Can you recast the records below as a Markdown table with the columns "Row" and "Text," one numbered row per line, with blank lines dropped and the pictures left out?

— start of ITEMS —

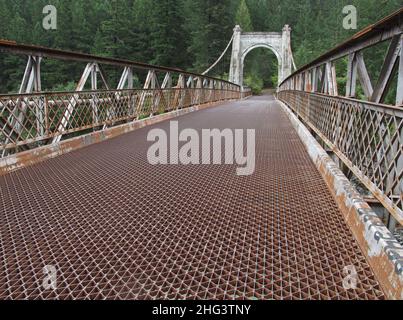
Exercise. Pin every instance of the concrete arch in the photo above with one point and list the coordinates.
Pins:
(244, 42)
(252, 47)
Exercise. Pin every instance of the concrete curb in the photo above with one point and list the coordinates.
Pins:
(383, 252)
(34, 156)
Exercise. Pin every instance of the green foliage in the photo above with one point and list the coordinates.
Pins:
(243, 17)
(255, 83)
(188, 34)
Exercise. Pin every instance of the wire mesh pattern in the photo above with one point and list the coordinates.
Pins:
(370, 135)
(116, 227)
(28, 119)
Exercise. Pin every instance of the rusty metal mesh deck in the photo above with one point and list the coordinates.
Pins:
(116, 227)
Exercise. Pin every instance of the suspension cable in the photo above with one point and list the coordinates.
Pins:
(219, 59)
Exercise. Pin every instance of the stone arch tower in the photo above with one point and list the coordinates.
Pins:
(245, 42)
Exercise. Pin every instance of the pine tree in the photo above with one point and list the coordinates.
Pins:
(243, 17)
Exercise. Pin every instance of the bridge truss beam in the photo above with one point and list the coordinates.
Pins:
(366, 134)
(33, 118)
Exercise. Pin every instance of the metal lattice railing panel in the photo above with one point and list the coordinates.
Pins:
(367, 136)
(36, 118)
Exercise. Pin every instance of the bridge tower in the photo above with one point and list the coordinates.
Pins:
(244, 42)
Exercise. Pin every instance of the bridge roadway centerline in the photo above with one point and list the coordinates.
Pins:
(116, 227)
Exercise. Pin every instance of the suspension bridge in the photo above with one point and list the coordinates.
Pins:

— end of ITEMS —

RESULT FOR THIS TASK »
| Row | Text |
|---|---|
| 1 | Exercise. Pin every instance of the concrete arch in the photo above with one point and list the coordinates. |
| 2 | Pins: |
| 3 | (244, 42) |
| 4 | (252, 47) |
| 5 | Exercise. Pin every instance of the concrete curb in the photo above with one point and list the coordinates. |
| 6 | Pins: |
| 7 | (383, 252) |
| 8 | (34, 156) |
| 9 | Exercise. Pin every instance of the green foliage in the photo above with one point and list the coordinates. |
| 10 | Pins: |
| 11 | (243, 17) |
| 12 | (255, 83) |
| 13 | (188, 34) |
| 14 | Exercise. Pin every instance of the wire mesh pattern in the photo above with one point and list the coordinates. |
| 15 | Pins: |
| 16 | (370, 135) |
| 17 | (116, 227) |
| 18 | (28, 119) |
| 19 | Exercise. Pin every instance of the rusty metal mesh deck in the photo above with one point and list the coordinates. |
| 20 | Pins: |
| 21 | (116, 227) |
| 22 | Exercise. Pin every instance of the suspension cable in the photo above with one point and list the coordinates. |
| 23 | Pins: |
| 24 | (219, 59) |
| 25 | Exercise. Pin every instance of the stone arch tower in the photo above with one point and list the coordinates. |
| 26 | Pins: |
| 27 | (245, 42) |
| 28 | Exercise. Pin every instance of the pine tree in the photo above with one point and list the coordinates. |
| 29 | Pins: |
| 30 | (243, 17) |
| 31 | Exercise. Pin every instance of the bridge truss beam in the photo above with one point and list the coordinates. |
| 32 | Pins: |
| 33 | (366, 134) |
| 34 | (33, 118) |
| 35 | Exercise. Pin every instance of the metal lattice railing panel in the photo above with one point and list the coordinates. |
| 36 | Pins: |
| 37 | (367, 136) |
| 38 | (36, 118) |
| 39 | Exercise. Pin every instance of the bridge tower in the photo above with one point and list the coordinates. |
| 40 | Pins: |
| 41 | (244, 42) |
| 42 | Exercise. Pin every instance of the bridge roadway centerline in the photo above with one point and list the coordinates. |
| 43 | Pins: |
| 44 | (116, 227) |
| 45 | Exercise. Pin every instance of the suspension bridge in the photo above with one point and list the coordinates. |
| 46 | Pins: |